**EXTRAIT PRÉSENTÉ**
Athos fut invité quatre fois et mena chaque fois ses amis avec leurs laquais. Porthos eut six occasions et en fit également jouir ses camarades ; Aramis en eut huit. C'était un homme, comme on a déjà pu s'en apercevoir, qui faisait peu de bruit et beaucoup de besogne.
Quant à d'Artagnan, qui ne connaissait encore personne dans la capitale, il ne trouva qu'un déjeuner de chocolat chez un prêtre de son pays (sic), et un dîner chez un cornette des gardes. Il mena son armée chez le prêtre, auquel on dévora sa provision de deux mois, et chez le cornette, qui fit des merveilles ; mais, comme le disait Planchet, on ne mange toujours qu'une fois, même quand on mange beaucoup.
D'Artagnan se trouva donc assez humilié de n'avoir eu qu'un repas et demi, car le déjeuner chez le prêtre ne pouvait compter que pour un demi-repas, à offrir à ses compagnons en échange des festins que s'étaient procurés Athos, Porthos et Aramis. Il se croyait à charge à la société, oubliant dans sa bonne foi toute juvénile qu'il avait nourri cette société pendant un mois, et son esprit préoccupé se mit à travailler activement. Il réfléchit que cette coalition de quatre hommes jeunes, braves, entreprenants et actifs devait avoir un autre but que des promenades déhanchées, des leçons d'escrime et des lazzi plus ou moins spirituels.
En effet, quatre hommes comme eux, quatre hommes dévoués les uns aux autres depuis la bourse jusqu'à la vie, quatre hommes se soutenant toujours, ne reculant jamais, exécutant isolément ou ensemble les résolutions prises en commun ; quatre bras menaçant les quatre points cardinaux ou se tournant vers un seul point, devaient inévitablement, soit souterrainement, soit au jour, soit par la mine, soit par la tranchée, soit par la ruse, soit par la force, s'ouvrir un chemin vers le but qu'ils voulaient atteindre, si bien défendu ou si éloigné qu'il fût »

**DONNÉES ENREGISTRÉES**
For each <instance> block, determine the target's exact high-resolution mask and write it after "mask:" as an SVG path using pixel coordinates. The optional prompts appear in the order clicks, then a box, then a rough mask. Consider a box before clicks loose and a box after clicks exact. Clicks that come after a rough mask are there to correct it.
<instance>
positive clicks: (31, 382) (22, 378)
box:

**TRAVAIL DEMANDÉ**
a: Reproduis sans rien changer le passage de l'extrait qui s'ouvre sur les mots contenant « D'Artagnan se trouva » et se ferme sur « ou moins spirituels. ».
b: Relève tous les noms de personnes qui apparaissent dans l'extrait.

**CORRIGÉ**
a:
D'Artagnan se trouva donc assez humilié de n'avoir eu qu'un repas et demi, car le déjeuner chez le prêtre ne pouvait compter que pour un demi-repas, à offrir à ses compagnons en échange des festins que s'étaient procurés Athos, Porthos et Aramis. Il se croyait à charge à la société, oubliant dans sa bonne foi toute juvénile qu'il avait nourri cette société pendant un mois, et son esprit préoccupé se mit à travailler activement. Il réfléchit que cette coalition de quatre hommes jeunes, braves, entreprenants et actifs devait avoir un autre but que des promenades déhanchées, des leçons d'escrime et des lazzi plus ou moins spirituels.

b: Athos, Porthos, Aramis, d'Artagnan, Planchet